## Work to complete
The records come next. Copy all of them exactly.

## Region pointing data
=======
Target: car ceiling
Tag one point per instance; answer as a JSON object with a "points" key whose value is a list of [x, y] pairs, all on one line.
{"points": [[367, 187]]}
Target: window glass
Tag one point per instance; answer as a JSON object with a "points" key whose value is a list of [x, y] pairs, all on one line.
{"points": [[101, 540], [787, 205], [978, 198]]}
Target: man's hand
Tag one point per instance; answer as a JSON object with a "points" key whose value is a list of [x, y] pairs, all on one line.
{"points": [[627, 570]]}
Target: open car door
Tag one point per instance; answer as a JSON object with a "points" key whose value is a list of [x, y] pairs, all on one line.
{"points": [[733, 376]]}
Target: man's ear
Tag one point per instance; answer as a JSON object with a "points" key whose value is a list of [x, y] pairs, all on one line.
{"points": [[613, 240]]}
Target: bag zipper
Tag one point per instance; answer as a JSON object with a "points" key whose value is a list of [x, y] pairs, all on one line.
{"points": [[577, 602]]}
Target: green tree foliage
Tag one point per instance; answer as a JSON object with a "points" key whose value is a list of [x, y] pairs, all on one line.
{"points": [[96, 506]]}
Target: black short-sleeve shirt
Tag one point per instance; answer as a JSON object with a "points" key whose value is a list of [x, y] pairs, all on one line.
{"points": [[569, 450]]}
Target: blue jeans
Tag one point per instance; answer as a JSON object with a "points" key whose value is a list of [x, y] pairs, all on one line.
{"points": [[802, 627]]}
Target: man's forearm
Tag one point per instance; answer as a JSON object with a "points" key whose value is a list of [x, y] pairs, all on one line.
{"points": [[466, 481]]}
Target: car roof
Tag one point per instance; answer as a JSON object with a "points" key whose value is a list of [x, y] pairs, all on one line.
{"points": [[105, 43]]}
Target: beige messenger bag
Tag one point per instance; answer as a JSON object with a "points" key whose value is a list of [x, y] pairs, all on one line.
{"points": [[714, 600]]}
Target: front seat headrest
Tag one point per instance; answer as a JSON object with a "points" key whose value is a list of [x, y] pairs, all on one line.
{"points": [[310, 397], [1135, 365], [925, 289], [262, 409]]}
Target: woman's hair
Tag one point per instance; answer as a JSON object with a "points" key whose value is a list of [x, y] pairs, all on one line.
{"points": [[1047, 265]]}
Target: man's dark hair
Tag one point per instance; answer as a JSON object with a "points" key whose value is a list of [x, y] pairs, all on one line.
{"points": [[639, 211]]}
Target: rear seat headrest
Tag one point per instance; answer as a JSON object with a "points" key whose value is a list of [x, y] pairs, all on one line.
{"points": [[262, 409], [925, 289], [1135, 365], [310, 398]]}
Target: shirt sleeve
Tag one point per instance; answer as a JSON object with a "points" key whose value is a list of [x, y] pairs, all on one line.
=======
## Answer section
Target: car ceiling
Tag one point per instance; answer as a JSON object with a "points" key whose value is a list of [x, y] pairs, all on one line.
{"points": [[367, 187]]}
Target: window glass
Tag one point per instance; answer as a JSON object with a "points" key whose value is a list of [x, y] pairs, all on one line.
{"points": [[101, 540], [787, 205], [978, 198]]}
Target: man's hand
Tag one point per instance; answer as a JSON object with a "points" key whose value is a list of [x, y] pairs, all on one line.
{"points": [[627, 570]]}
Target: open car door
Tag one point per instance; answer as a JSON object with a "points" key whose value is a list of [x, y] pairs, all on one line.
{"points": [[733, 376]]}
Target: man's ear
Tag one point per instance; answer as a JSON object with a "points" key whose value is a list of [x, y] pairs, all on one line.
{"points": [[613, 240]]}
Target: bag zipper
Tag one point per instance; answer as a JSON object with a "points" key whose value is a list of [x, y] pairs, all on one line.
{"points": [[577, 602]]}
Target: green tree foliage
Tag one point per instance; answer as a JSON object with a "points" key whose value is a list of [x, y] pairs, all on one line.
{"points": [[96, 506]]}
Target: black short-sleeve shirt
Tag one point per instance; answer as a JSON object with a "points" key whose value is a list of [x, y] pairs, all on one line.
{"points": [[569, 450]]}
Target: blue jeans
Tag one point per instance; answer as a JSON object with a "points" key whose value is a list of [x, y] pairs, all on one line.
{"points": [[802, 627]]}
Target: man's forearm
Tag one point per instance; answer as a JSON object with a "points" key whose value is a list of [x, y] pairs, all on one line.
{"points": [[466, 481]]}
Target: car roof
Tag one point per instance; answer as a JSON object with a "points" key whose value is a list of [x, y] pairs, all on one line.
{"points": [[105, 43]]}
Target: beige messenger bag
Tag one point per instance; answer as a JSON object with a "points" key whose value is a list of [x, y] pairs, all on one line.
{"points": [[714, 600]]}
Target: front seat headrest
Tag one point per instance; answer as a JSON object with a "points" key whose value is a list of [x, y] pairs, all on one line.
{"points": [[310, 397], [1135, 365], [925, 289], [262, 409]]}
Target: woman's hair
Tag one point per instance; answer as a JSON object with a "points" key whose value is a list of [x, y] pairs, all on one line.
{"points": [[1047, 265]]}
Target: man's dark hair
Tag one point per instance; answer as a JSON object with a "points" key whose value is a list of [x, y] pairs, all on one line.
{"points": [[639, 211]]}
Target: rear seat headrest
Tag one point per instance; answer as a JSON object with a "points" key whose value is a list of [x, y] pairs, all on one line.
{"points": [[262, 409], [925, 289], [1135, 365], [310, 398]]}
Target: shirt sleeve
Tag one point per instance; answer as a JSON object with a "points" key whose value is a list of [x, y] pairs, all on one line.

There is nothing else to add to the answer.